*To do*
Transcribe the entries below exactly from their first line through the line containing "the patterned throw", and let no picture into the copy.

Dataset records Start Marker

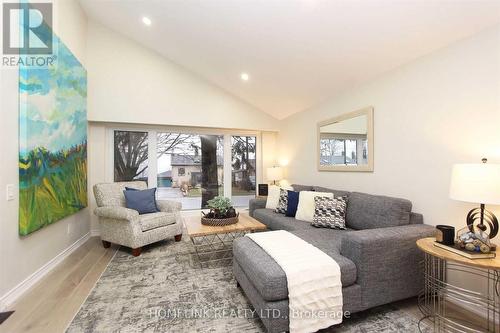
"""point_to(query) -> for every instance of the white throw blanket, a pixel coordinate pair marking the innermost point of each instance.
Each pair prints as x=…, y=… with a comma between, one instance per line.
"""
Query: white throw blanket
x=314, y=286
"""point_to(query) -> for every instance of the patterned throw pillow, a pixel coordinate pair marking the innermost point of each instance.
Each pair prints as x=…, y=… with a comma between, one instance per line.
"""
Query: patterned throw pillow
x=330, y=212
x=283, y=202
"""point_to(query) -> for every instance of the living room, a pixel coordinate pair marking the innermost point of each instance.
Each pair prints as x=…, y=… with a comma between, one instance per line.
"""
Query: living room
x=361, y=134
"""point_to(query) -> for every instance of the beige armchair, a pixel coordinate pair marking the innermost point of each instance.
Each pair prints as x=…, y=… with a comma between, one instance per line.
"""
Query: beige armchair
x=124, y=226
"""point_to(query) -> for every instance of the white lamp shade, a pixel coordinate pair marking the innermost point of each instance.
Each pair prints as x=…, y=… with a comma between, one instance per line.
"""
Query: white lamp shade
x=274, y=173
x=477, y=183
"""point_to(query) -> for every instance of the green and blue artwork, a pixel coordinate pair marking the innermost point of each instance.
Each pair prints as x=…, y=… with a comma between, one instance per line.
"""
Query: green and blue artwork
x=53, y=141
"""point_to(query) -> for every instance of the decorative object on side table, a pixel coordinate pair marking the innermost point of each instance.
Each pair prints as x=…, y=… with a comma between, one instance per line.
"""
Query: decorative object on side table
x=439, y=291
x=478, y=183
x=445, y=234
x=221, y=213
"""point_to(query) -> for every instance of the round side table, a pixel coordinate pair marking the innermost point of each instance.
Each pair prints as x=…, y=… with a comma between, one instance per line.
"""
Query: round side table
x=438, y=291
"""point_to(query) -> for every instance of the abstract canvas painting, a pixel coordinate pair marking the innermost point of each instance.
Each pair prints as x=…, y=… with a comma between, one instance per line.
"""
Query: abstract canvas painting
x=52, y=140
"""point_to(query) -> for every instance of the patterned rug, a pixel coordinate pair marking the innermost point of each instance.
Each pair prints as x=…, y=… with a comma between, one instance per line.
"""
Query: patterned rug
x=163, y=290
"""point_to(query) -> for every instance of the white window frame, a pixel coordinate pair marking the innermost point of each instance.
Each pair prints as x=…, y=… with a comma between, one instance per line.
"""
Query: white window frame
x=152, y=146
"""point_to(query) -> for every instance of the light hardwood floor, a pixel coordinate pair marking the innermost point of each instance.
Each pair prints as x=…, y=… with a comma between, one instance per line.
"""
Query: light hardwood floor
x=51, y=304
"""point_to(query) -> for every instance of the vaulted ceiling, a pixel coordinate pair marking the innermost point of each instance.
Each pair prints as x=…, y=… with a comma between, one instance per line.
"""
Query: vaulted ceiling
x=297, y=53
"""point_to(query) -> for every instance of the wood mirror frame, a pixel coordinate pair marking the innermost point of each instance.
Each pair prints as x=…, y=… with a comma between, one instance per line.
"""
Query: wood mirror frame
x=368, y=167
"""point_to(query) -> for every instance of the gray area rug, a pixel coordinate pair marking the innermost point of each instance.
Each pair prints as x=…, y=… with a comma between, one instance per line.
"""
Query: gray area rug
x=163, y=290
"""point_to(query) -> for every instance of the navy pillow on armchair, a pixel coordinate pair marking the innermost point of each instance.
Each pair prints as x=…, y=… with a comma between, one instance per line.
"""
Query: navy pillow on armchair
x=142, y=201
x=293, y=202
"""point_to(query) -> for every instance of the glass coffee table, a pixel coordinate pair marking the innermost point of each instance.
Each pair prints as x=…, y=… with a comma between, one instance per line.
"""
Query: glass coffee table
x=214, y=245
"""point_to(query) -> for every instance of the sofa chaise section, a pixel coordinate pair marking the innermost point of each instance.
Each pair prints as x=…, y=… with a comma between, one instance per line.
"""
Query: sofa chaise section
x=377, y=254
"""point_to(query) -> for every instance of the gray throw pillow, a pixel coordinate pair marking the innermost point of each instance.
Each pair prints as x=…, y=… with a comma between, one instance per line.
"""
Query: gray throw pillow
x=329, y=212
x=142, y=201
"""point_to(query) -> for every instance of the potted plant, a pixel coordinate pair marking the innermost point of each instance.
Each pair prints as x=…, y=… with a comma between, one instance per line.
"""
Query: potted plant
x=221, y=212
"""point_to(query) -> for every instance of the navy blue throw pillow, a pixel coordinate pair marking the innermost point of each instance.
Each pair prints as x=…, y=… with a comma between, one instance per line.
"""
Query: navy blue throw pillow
x=293, y=202
x=142, y=201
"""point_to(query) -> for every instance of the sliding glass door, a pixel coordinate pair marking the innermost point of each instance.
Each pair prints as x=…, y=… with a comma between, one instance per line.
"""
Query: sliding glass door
x=188, y=167
x=243, y=176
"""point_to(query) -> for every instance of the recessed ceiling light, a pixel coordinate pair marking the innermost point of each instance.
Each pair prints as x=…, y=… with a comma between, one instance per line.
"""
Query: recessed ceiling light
x=146, y=21
x=245, y=76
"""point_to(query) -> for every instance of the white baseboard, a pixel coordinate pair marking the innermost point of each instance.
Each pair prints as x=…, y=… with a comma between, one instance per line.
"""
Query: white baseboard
x=12, y=295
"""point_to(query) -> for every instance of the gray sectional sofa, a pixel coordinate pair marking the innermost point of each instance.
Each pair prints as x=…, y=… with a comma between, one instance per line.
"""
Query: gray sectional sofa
x=377, y=255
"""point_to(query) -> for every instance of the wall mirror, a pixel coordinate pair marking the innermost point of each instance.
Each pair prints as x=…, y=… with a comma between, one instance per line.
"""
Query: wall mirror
x=345, y=143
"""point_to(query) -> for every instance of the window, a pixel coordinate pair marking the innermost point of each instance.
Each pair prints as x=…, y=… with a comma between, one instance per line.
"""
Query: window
x=130, y=156
x=190, y=168
x=243, y=173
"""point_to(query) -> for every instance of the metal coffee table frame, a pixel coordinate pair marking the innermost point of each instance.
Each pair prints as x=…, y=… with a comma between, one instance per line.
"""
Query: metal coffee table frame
x=216, y=248
x=438, y=291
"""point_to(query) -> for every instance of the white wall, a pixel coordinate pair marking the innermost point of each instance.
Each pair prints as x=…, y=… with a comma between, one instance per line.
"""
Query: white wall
x=441, y=109
x=22, y=256
x=131, y=84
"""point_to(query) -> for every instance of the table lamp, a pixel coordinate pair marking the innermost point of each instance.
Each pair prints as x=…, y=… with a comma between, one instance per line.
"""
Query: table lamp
x=478, y=183
x=275, y=174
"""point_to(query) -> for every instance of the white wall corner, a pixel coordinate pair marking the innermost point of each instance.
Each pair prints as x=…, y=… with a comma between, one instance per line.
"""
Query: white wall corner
x=12, y=295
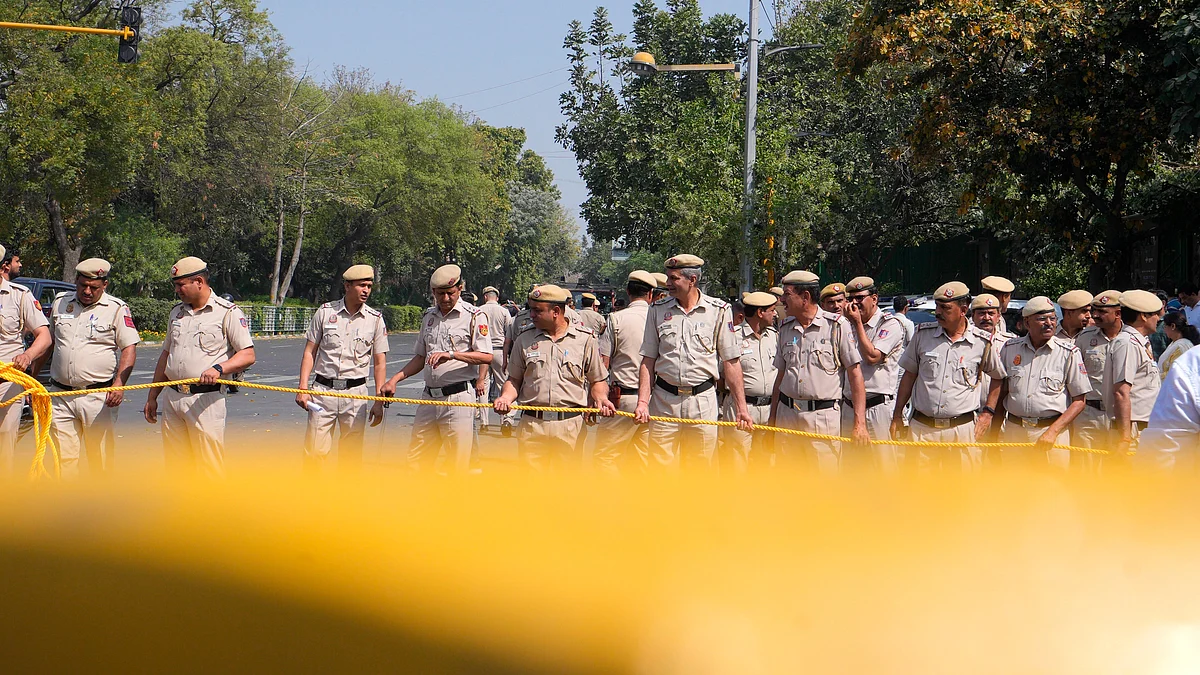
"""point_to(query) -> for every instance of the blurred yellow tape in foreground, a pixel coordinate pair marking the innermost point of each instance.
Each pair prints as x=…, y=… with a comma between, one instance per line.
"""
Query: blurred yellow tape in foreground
x=270, y=574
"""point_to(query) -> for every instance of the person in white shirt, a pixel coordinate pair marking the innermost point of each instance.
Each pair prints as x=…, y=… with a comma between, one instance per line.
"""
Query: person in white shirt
x=1171, y=438
x=1183, y=336
x=900, y=305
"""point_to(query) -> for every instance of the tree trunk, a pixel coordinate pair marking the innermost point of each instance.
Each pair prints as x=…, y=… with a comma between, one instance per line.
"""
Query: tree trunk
x=295, y=250
x=279, y=256
x=69, y=249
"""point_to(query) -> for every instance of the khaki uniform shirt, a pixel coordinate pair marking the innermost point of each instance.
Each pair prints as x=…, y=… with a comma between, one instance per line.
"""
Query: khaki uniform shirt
x=499, y=323
x=689, y=347
x=1042, y=383
x=88, y=340
x=622, y=342
x=999, y=339
x=1132, y=359
x=1095, y=345
x=556, y=372
x=949, y=374
x=19, y=314
x=346, y=342
x=593, y=320
x=462, y=329
x=197, y=339
x=757, y=358
x=887, y=335
x=814, y=358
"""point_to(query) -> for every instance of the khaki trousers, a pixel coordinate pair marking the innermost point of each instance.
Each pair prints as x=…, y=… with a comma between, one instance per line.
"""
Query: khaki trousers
x=441, y=428
x=83, y=422
x=1091, y=429
x=193, y=431
x=621, y=442
x=10, y=426
x=879, y=425
x=952, y=460
x=739, y=451
x=809, y=453
x=351, y=418
x=546, y=444
x=675, y=444
x=1031, y=458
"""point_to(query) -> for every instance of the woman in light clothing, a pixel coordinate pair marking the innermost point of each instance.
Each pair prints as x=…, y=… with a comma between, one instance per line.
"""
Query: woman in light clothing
x=1183, y=336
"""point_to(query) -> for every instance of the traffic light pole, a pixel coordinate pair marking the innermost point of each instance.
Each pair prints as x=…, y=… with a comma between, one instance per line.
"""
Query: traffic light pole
x=126, y=33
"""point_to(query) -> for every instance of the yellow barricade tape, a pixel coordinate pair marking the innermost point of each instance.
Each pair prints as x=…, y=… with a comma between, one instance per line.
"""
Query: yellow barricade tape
x=41, y=405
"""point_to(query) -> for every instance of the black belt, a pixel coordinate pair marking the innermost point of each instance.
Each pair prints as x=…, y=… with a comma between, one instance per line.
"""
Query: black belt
x=189, y=389
x=339, y=384
x=65, y=388
x=694, y=390
x=449, y=389
x=551, y=416
x=873, y=400
x=1030, y=422
x=943, y=422
x=807, y=405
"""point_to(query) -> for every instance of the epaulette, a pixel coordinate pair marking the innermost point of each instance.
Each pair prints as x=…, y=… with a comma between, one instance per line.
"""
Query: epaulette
x=1067, y=342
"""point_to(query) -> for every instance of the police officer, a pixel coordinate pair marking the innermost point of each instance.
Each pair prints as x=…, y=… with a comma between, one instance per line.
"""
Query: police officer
x=660, y=290
x=589, y=316
x=833, y=298
x=621, y=347
x=1042, y=390
x=208, y=338
x=21, y=315
x=881, y=340
x=96, y=346
x=556, y=364
x=1131, y=380
x=451, y=345
x=689, y=342
x=1077, y=314
x=816, y=352
x=759, y=342
x=499, y=324
x=346, y=340
x=1002, y=290
x=1091, y=428
x=945, y=365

Dataset records End Marker

*Result below*
"""point_to(query) -> for every instance of the white throw blanket, a pixel coordinate pair marking the innermost point of each instance.
Each pair prints as x=…, y=… with a comma between, one instance per line.
"""
Query: white throw blanket
x=314, y=286
"""point_to(query) -> for every instance of the patterned throw pillow, a pixel coordinate pair marking the innermost point of each instance.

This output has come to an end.